Refleksi atas aktualisasi nilai Hijrah Rasulullah Muhammad SAW. (01 Muharram 1442 Hijriah)
Penanggalan yang bermula dari peristiwa hijrahnya Rasulullah Saw. Di sebut dengan tarikh hijriy atau kalender Hijriyah di era milenium ke tiga yang di anggap sebagai abad kebangkitan ummat Islam. Para penulis sejarah sepakat bahwa peristiwa satu muharram sebagai awal tahun hijriy di ambil dari hijrah nabi yang mengundurkan waktunya sekitar dua bulan, sehingga Satu muharram jatuh pada hari Jum'at 16 tammuz 933 seleucis (16 Juli 622). Peristiwa Hijriyah Merupakan sebuah momen yang patut dan wajib untuk di pertahan-kan karena dua hal 1. Untuk tetap menjaga seluruh kepribadian ilmu pengetahuan ummat islam mulai dari terkecil sampai yang terbesar dari yang tertulis dan di kodifikasiakan sesuai tarikh hijriy yang terkecil seperti kehidupan Rasulullah, perjalanan, jihad, qital, dakwah dan kehidupan besar misal ; kepemimpinan Khulafaur Rasyidin dan berbagai pertempuran penting Islam bahkan kitab-kitab biorgrafi dan historis, percantuman tahun terbit kitab islamologi klasik dan modern.

__KUTIPAN SUMBER__.

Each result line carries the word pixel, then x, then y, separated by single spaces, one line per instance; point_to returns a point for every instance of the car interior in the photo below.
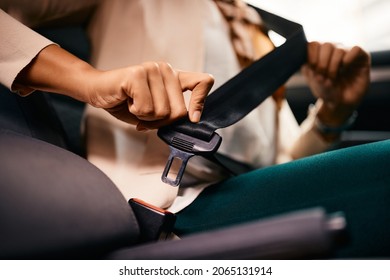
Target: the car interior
pixel 305 234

__RINCIAN TUGAS__.
Tuliskan lanjutan teks refleksi tentang nilai Hijrah Rasulullah, dimulai setelah kalimat terakhirnya.

__HASIL TUGAS__.
Kedua, keterkaitanya yang kuat dengan berbagai masalah Diniyyah dan ahlam Syar'iyyah yang bersifat holistis. Mulai dari bulan haram, dan bulan haji. Shayr al-shiyam, masa Iddah bagi wanita dalam fiqih, sumpah nazar, kafarah, haul-nya zakat, puasa hari raya, puasa puasa Sunnah (awal-akhir tahun hijriy, ashyura dll).
Tarikh adalah sebuah simbol titik awal dalam kehidupan sebuah ummat atau suatu bangsa, para ahli sejarah telah menyebutkan bahwa Khalifah Umar bin Khattab adalah orang pertama yang mencanangkan tarikh Hijriyah 17 tahun setelah Hijrah nabi yang kemudian mengarahkan pada konsep Hijriyah sebagai pemisah sesuatu Haq yang Bathil.
Hijrah nabi yang kemudian di jadikan momentum oleh ummat Islam merupakan zaman untuk mempertahankan iman dan memikul amanat. Hijrah nabi yang pada hakekatnya berintikan pada prinsip tauhid dan fitrah kemanusiaan, menunjung tinggi nilai humanisme terutama pada sektor kebenaran, keadilan dan moralitas kejujuran. Meskipun dalam gerakan reformasi kesatuan yang di gerakkan oleh Rasulullah banyak mendapat penolakan dari kekuasaan politik, struktur sosial dan sistem ekonomi.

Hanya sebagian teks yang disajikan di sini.